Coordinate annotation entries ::
◆ ◆ ◆ ◆

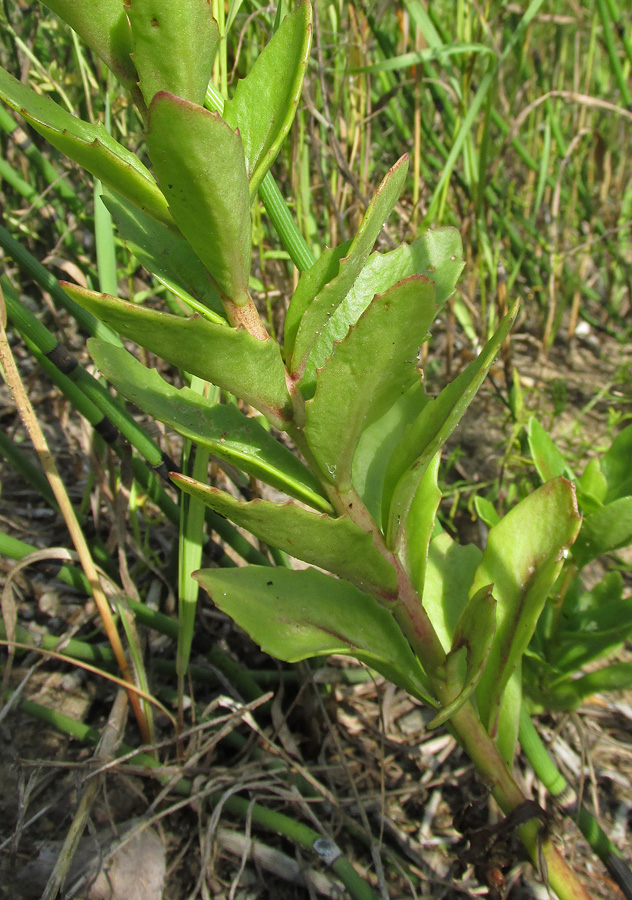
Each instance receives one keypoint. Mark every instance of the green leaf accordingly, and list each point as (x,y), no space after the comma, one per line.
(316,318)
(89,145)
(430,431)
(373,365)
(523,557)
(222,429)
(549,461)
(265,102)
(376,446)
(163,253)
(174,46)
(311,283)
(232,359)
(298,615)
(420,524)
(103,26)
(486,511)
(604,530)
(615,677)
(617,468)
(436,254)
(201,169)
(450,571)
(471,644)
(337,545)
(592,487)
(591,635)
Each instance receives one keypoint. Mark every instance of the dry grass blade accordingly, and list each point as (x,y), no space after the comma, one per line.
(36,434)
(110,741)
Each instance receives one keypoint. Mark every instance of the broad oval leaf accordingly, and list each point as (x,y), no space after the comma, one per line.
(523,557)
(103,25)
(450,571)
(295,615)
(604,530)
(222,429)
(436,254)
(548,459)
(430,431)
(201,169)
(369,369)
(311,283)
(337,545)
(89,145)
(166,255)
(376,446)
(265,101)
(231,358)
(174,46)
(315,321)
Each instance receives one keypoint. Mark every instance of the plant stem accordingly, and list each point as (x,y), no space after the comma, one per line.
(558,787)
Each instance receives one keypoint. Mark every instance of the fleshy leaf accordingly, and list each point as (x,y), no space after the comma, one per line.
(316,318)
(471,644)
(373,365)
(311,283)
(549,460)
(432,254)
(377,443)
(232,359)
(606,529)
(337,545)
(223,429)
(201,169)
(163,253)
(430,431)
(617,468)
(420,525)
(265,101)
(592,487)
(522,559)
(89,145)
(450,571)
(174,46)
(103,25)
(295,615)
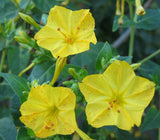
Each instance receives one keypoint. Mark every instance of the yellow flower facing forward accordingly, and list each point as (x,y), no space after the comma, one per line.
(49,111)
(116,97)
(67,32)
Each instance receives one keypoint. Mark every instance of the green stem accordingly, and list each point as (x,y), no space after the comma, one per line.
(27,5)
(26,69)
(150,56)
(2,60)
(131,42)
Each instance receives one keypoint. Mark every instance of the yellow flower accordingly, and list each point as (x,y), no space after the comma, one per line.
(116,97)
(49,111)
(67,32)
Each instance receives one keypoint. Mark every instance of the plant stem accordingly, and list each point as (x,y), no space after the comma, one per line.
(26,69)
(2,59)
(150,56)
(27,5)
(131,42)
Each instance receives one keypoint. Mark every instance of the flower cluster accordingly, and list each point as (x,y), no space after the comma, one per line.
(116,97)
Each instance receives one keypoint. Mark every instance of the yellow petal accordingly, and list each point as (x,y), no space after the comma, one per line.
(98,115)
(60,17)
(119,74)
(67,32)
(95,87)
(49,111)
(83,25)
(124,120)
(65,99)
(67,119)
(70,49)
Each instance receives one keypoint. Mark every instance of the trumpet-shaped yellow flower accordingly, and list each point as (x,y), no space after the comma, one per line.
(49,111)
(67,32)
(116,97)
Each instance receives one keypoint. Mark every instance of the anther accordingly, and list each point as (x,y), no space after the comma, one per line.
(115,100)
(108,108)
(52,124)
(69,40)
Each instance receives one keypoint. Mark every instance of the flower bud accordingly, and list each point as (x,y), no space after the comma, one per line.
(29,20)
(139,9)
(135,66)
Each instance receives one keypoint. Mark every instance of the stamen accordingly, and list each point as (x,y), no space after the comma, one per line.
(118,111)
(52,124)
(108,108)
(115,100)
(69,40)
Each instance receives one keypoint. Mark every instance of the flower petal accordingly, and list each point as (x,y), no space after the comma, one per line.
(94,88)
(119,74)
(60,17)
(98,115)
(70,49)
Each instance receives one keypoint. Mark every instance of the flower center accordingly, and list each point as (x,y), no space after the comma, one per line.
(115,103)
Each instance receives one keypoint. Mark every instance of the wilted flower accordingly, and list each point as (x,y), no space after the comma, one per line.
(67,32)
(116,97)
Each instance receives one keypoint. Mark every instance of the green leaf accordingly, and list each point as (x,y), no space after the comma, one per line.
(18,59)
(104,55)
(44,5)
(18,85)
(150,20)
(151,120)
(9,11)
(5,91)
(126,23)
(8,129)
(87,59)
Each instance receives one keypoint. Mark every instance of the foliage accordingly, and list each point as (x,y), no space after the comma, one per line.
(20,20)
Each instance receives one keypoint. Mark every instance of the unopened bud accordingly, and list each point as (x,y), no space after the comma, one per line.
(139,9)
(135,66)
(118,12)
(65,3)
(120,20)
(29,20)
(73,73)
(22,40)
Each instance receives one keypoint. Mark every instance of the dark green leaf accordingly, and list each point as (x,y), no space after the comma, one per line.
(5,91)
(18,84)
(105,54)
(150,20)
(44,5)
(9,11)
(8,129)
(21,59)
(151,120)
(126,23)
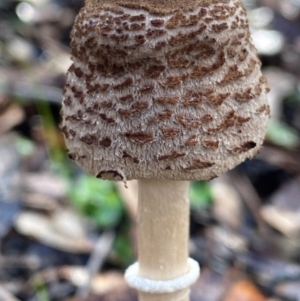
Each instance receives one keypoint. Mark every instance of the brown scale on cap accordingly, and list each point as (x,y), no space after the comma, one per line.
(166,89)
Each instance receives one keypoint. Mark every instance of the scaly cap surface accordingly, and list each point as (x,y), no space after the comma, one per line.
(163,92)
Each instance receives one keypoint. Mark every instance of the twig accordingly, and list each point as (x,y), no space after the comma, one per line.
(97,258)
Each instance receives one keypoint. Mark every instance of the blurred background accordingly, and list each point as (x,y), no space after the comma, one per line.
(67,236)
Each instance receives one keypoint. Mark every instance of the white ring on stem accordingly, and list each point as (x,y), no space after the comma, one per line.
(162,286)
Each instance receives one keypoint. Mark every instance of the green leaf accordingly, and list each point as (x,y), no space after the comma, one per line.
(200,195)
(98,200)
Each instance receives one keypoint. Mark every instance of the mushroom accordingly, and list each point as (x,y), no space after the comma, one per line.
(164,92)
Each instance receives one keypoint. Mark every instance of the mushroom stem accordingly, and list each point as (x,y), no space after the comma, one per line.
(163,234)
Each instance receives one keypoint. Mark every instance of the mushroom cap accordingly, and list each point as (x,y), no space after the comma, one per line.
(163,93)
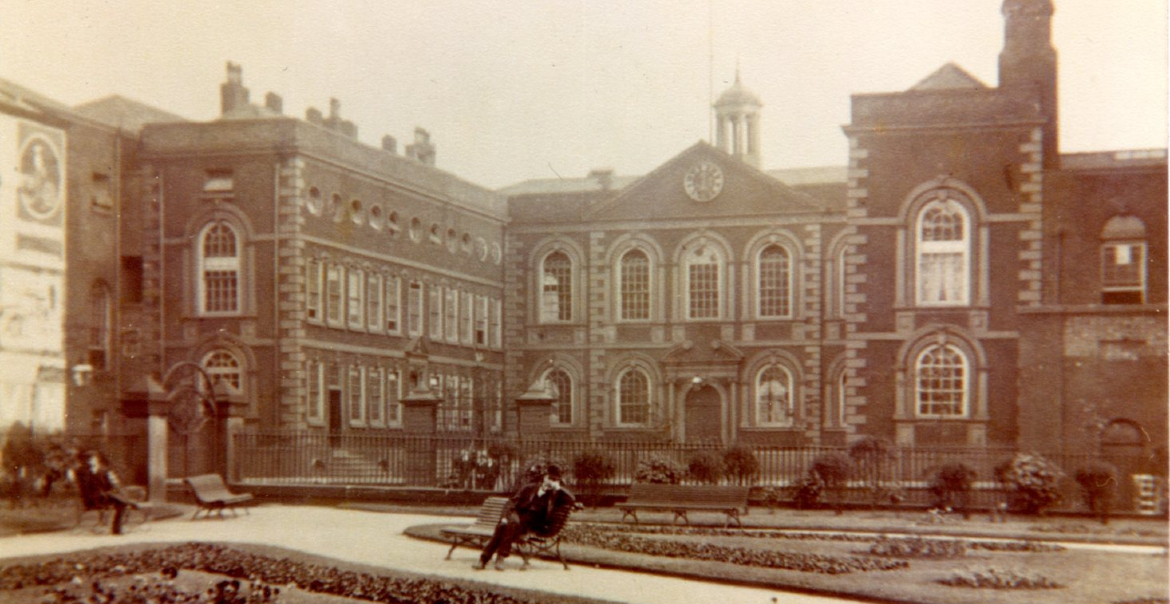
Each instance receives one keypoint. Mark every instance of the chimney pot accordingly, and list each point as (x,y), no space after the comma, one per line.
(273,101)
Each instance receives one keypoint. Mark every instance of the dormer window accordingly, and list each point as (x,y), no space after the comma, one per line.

◆ ◆ ◆ ◆

With pictures omitted, reproduce exactly the lines from the line containing "of the blurred" through the end of the data above.

Solution ::
Each instance receives one keypoint. Mark every instance of the blurred background accordingly, and list each point as (x,y), no space after the comma, one per line.
(67,236)
Each instance receives one keypoint. Mark every instance of the white ring on stem accordingly, and list each point as (x,y), no space after the comma, one per line.
(162,286)
Each instance receives one keypoint. Mark every instance of the green leaf accordingly, and list each point as (x,y), no space after the comma, one per line.
(200,195)
(98,200)
Each instance receives one keypoint. Mark every instance of the mushroom accordingly, and list each point as (x,y), no space after the comma, one per line.
(164,92)
Each instance receives one keypoint. Mark every instance of the mushroom stem accordingly, and list each point as (x,y), no space after the comma, one per line.
(163,234)
Each instance receives one keypoint. Mark every instance of the mushroom cap accordingly, and list each point as (x,y), no space after the comma, one per line.
(163,93)
Each instance receives one keypoint. Mark every instance of the chimney pot accordingly, and list each point as (x,y), no space after the comma, one per line.
(273,101)
Each instance receives one keypoint. Mark every instance of the dormer window accordingly, and list each point as (x,y), no space after the comma, one per line.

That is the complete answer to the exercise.